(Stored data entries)
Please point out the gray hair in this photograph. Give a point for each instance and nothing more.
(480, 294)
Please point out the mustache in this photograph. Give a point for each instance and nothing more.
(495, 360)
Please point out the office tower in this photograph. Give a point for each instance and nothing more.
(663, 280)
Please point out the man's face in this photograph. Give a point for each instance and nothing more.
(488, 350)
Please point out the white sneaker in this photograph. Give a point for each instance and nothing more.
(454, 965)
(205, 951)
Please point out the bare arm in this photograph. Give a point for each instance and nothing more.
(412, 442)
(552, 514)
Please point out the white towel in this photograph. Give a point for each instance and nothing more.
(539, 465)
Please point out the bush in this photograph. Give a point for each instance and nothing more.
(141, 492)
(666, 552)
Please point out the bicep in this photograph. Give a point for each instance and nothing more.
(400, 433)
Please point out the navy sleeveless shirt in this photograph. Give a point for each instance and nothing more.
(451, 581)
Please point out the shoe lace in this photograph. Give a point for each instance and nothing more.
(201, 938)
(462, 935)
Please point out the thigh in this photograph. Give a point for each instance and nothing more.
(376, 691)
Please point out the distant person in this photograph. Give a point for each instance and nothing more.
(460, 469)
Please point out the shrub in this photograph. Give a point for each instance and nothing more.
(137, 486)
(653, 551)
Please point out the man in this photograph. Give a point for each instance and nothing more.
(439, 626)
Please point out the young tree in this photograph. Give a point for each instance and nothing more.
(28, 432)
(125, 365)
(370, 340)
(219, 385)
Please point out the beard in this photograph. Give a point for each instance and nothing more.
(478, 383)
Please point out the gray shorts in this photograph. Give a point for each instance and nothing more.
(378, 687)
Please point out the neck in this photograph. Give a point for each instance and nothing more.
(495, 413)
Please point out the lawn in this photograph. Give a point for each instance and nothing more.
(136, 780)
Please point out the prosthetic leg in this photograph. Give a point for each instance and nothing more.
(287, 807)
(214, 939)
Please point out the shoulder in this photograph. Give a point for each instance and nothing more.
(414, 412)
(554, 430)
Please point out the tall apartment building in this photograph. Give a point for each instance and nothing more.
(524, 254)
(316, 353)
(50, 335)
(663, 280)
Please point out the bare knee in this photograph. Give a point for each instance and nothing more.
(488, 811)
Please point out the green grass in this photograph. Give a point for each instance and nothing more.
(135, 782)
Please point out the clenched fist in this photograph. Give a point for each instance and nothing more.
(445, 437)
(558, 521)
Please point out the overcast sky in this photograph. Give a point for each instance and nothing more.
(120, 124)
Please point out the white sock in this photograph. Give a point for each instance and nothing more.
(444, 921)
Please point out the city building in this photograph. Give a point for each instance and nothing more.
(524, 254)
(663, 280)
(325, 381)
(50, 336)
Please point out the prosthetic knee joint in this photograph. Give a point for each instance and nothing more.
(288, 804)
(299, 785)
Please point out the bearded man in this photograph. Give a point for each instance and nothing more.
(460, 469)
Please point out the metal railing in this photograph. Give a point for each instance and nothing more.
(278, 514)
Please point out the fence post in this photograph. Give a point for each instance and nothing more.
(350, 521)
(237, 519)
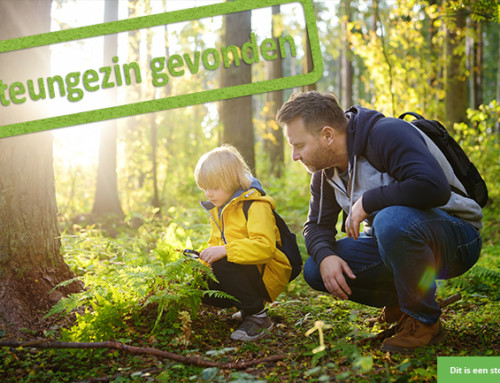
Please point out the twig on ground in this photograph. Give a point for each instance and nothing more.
(192, 360)
(392, 330)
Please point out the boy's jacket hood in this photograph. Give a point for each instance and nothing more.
(255, 191)
(361, 121)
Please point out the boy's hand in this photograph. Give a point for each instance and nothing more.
(214, 253)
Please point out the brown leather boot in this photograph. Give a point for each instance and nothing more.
(388, 315)
(411, 334)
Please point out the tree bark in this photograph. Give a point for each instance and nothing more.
(475, 55)
(106, 199)
(236, 113)
(347, 70)
(276, 146)
(456, 83)
(30, 261)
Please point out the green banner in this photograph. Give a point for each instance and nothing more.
(19, 93)
(476, 369)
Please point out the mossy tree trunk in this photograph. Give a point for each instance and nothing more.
(107, 201)
(236, 113)
(31, 264)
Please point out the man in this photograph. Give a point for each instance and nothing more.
(382, 172)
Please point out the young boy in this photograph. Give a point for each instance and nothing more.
(242, 252)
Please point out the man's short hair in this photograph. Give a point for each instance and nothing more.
(316, 109)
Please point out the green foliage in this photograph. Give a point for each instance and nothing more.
(129, 277)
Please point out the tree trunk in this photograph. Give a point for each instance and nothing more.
(30, 261)
(309, 64)
(236, 113)
(276, 147)
(346, 101)
(106, 196)
(456, 85)
(475, 56)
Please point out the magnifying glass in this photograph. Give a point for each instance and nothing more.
(190, 253)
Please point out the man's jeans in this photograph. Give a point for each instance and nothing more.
(399, 265)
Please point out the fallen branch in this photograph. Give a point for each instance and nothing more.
(192, 360)
(392, 330)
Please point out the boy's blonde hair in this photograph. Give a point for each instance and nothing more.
(222, 167)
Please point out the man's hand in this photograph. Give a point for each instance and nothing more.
(214, 253)
(354, 219)
(332, 270)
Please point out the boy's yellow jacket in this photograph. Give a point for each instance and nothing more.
(252, 241)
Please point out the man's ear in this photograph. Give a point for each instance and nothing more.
(327, 133)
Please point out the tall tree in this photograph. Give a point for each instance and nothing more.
(276, 144)
(31, 264)
(475, 55)
(106, 196)
(455, 81)
(347, 69)
(236, 113)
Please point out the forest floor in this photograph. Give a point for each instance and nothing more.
(472, 330)
(138, 294)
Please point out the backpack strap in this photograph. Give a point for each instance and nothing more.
(246, 207)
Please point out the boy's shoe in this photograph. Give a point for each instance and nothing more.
(237, 316)
(253, 327)
(411, 334)
(389, 314)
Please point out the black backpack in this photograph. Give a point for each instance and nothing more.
(288, 242)
(463, 168)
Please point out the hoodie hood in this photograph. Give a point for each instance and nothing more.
(361, 121)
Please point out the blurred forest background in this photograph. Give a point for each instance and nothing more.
(110, 202)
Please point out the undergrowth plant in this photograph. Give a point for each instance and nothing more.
(133, 283)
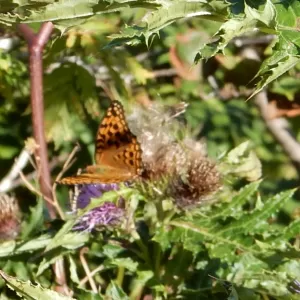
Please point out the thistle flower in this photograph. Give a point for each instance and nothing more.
(9, 217)
(295, 286)
(107, 214)
(192, 177)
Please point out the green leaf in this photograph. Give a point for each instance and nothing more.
(29, 290)
(252, 222)
(234, 207)
(58, 239)
(35, 220)
(264, 19)
(114, 291)
(242, 162)
(12, 248)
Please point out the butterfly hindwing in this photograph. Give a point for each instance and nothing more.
(118, 154)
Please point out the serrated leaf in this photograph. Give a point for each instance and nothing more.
(252, 222)
(233, 208)
(264, 18)
(114, 291)
(31, 291)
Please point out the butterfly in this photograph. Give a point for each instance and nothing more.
(118, 154)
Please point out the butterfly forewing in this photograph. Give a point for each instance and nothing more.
(117, 155)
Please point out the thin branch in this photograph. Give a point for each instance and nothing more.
(87, 269)
(66, 165)
(53, 163)
(36, 44)
(279, 129)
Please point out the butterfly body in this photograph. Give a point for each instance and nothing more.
(117, 155)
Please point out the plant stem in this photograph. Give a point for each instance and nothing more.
(36, 44)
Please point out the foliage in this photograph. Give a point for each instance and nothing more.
(242, 243)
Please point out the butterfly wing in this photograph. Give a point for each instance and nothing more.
(116, 146)
(118, 154)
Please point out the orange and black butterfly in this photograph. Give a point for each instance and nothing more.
(118, 154)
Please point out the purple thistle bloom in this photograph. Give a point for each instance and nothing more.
(88, 191)
(295, 286)
(107, 214)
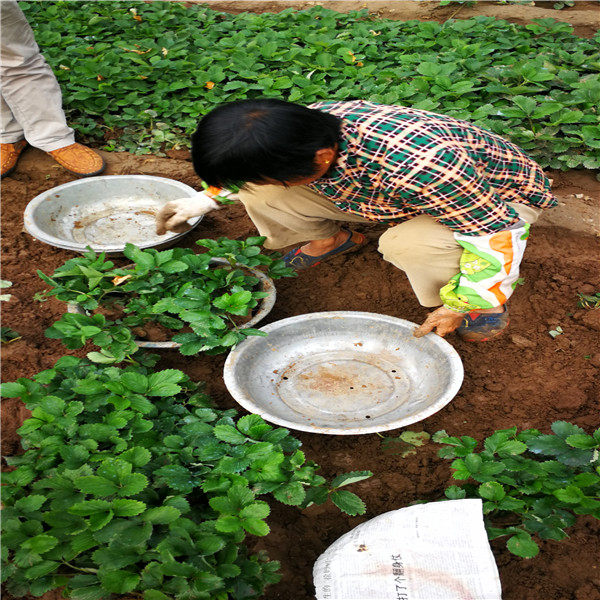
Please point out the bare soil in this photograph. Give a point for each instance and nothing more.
(526, 378)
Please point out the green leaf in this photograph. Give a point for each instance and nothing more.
(348, 478)
(176, 477)
(136, 382)
(164, 383)
(255, 527)
(30, 503)
(348, 502)
(209, 544)
(12, 390)
(570, 494)
(292, 493)
(132, 484)
(89, 507)
(455, 493)
(492, 490)
(229, 434)
(137, 456)
(155, 595)
(161, 515)
(41, 569)
(522, 545)
(256, 510)
(228, 524)
(127, 508)
(119, 582)
(40, 543)
(580, 440)
(97, 486)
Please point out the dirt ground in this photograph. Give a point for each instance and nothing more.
(527, 378)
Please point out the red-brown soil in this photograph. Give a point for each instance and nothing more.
(527, 378)
(584, 16)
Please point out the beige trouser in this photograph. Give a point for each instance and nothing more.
(425, 250)
(31, 100)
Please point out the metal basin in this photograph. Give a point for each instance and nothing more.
(343, 373)
(105, 212)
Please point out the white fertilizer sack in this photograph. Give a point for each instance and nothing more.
(435, 551)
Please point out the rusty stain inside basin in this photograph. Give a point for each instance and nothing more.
(343, 373)
(105, 212)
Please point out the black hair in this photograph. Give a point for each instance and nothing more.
(249, 140)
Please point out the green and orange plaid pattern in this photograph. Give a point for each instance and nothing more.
(396, 163)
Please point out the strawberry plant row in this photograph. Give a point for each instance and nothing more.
(174, 288)
(531, 484)
(142, 74)
(132, 483)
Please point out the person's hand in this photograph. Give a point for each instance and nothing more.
(443, 320)
(174, 214)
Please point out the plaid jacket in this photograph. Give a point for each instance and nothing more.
(396, 163)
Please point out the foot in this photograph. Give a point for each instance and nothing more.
(314, 252)
(79, 159)
(481, 326)
(9, 155)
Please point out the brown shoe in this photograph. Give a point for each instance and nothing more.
(79, 159)
(9, 155)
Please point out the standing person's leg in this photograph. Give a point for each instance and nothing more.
(428, 253)
(32, 101)
(29, 88)
(287, 216)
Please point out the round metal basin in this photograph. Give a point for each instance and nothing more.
(105, 212)
(343, 373)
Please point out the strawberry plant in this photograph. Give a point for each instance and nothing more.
(531, 484)
(131, 483)
(7, 334)
(172, 288)
(141, 74)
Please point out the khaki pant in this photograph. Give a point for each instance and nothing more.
(31, 100)
(425, 250)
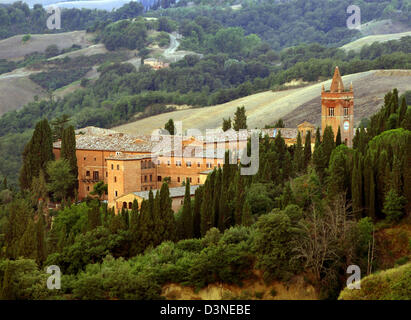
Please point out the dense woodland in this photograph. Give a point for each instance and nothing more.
(303, 213)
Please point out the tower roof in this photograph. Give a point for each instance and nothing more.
(337, 84)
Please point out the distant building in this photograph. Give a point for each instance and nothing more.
(155, 63)
(131, 166)
(337, 109)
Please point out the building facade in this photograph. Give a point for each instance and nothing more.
(337, 109)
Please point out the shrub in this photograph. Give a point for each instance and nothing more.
(274, 245)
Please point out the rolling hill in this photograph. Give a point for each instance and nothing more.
(368, 40)
(15, 48)
(293, 105)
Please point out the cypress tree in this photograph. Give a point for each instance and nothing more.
(338, 137)
(317, 138)
(217, 193)
(246, 219)
(298, 162)
(37, 153)
(371, 204)
(158, 222)
(402, 111)
(169, 126)
(5, 186)
(197, 212)
(328, 144)
(356, 186)
(226, 124)
(240, 119)
(307, 149)
(28, 242)
(206, 208)
(7, 288)
(187, 215)
(94, 217)
(167, 214)
(41, 241)
(144, 231)
(239, 199)
(407, 174)
(68, 151)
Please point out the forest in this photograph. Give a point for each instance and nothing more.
(304, 212)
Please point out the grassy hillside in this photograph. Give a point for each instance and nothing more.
(15, 48)
(293, 105)
(16, 90)
(392, 284)
(358, 44)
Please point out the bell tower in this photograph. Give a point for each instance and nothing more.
(337, 109)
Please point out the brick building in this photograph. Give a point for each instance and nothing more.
(337, 109)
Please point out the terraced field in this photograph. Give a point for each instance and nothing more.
(294, 105)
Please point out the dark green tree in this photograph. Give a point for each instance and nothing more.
(68, 152)
(169, 126)
(240, 119)
(298, 162)
(187, 215)
(197, 212)
(338, 137)
(37, 153)
(307, 149)
(226, 124)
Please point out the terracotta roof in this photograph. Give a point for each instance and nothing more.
(286, 133)
(337, 84)
(174, 192)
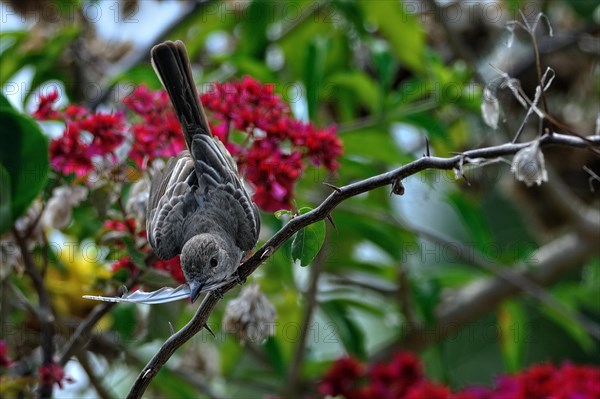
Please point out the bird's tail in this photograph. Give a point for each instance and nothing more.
(171, 63)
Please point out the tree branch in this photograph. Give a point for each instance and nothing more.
(45, 315)
(551, 261)
(320, 213)
(311, 301)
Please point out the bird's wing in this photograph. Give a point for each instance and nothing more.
(219, 180)
(171, 200)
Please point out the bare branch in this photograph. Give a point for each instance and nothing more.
(45, 315)
(551, 261)
(320, 213)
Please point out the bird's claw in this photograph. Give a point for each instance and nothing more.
(217, 292)
(240, 280)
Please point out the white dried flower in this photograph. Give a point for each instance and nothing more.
(138, 201)
(528, 165)
(10, 256)
(202, 361)
(490, 108)
(250, 316)
(59, 209)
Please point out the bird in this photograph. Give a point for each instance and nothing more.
(198, 205)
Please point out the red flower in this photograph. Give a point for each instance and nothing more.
(427, 390)
(120, 225)
(158, 134)
(68, 154)
(343, 379)
(272, 157)
(5, 361)
(53, 374)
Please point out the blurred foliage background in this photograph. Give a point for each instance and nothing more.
(388, 74)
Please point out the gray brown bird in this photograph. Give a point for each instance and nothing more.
(198, 205)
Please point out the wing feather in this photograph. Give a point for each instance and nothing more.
(171, 197)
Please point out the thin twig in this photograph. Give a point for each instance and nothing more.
(311, 301)
(101, 390)
(46, 317)
(319, 213)
(476, 299)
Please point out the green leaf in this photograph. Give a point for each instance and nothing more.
(24, 161)
(401, 29)
(137, 256)
(473, 220)
(125, 322)
(513, 326)
(359, 84)
(346, 328)
(5, 201)
(314, 72)
(275, 356)
(308, 242)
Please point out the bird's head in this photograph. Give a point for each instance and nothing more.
(208, 262)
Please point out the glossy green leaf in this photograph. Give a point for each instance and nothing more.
(314, 72)
(275, 356)
(308, 242)
(401, 29)
(513, 327)
(357, 85)
(473, 221)
(345, 327)
(5, 200)
(24, 158)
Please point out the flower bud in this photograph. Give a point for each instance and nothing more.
(250, 316)
(528, 165)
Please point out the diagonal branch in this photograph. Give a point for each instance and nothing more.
(45, 315)
(472, 302)
(320, 213)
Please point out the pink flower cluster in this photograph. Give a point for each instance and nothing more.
(278, 143)
(87, 135)
(156, 131)
(403, 377)
(272, 156)
(5, 361)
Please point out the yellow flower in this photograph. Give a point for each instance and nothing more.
(77, 274)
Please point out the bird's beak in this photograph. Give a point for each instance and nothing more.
(195, 290)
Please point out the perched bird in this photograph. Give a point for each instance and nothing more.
(198, 206)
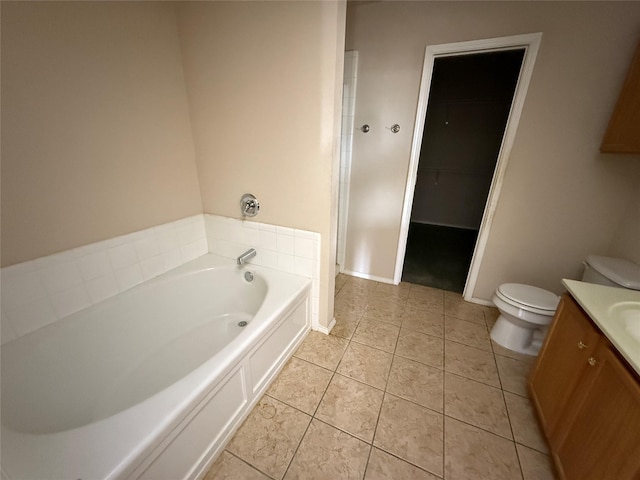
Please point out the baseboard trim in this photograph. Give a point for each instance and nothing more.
(367, 276)
(325, 330)
(479, 301)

→ **To be done**: Emit an exact copy of the lines from the line bearing "Please point out the flower" through the last line above, inclusive, and leave the images out.

→ **Exercise answer**:
Please point out the flower bud in this photograph. Give a point for each instance and nothing more.
(250, 316)
(528, 165)
Please point out the diagonal branch in this photograph. Give a point for each instance and nothing more.
(45, 315)
(472, 302)
(320, 213)
Please point out the pink flower cluster in this photograph. Give a point for each instance and nothing more.
(278, 143)
(87, 135)
(156, 131)
(403, 377)
(272, 156)
(5, 361)
Please point out the yellow flower in this photograph. Give a point for each instance and nothing more.
(77, 274)
Please point out the bird's beak in this photograph. Give a point for each instance and nothing more.
(195, 290)
Please point out the perched bird in this photograph. Give a point for each instance and nothing more.
(198, 206)
Please point out the baseboard trim in this photograph. Give a point for each instance and nothing more.
(367, 276)
(325, 330)
(479, 301)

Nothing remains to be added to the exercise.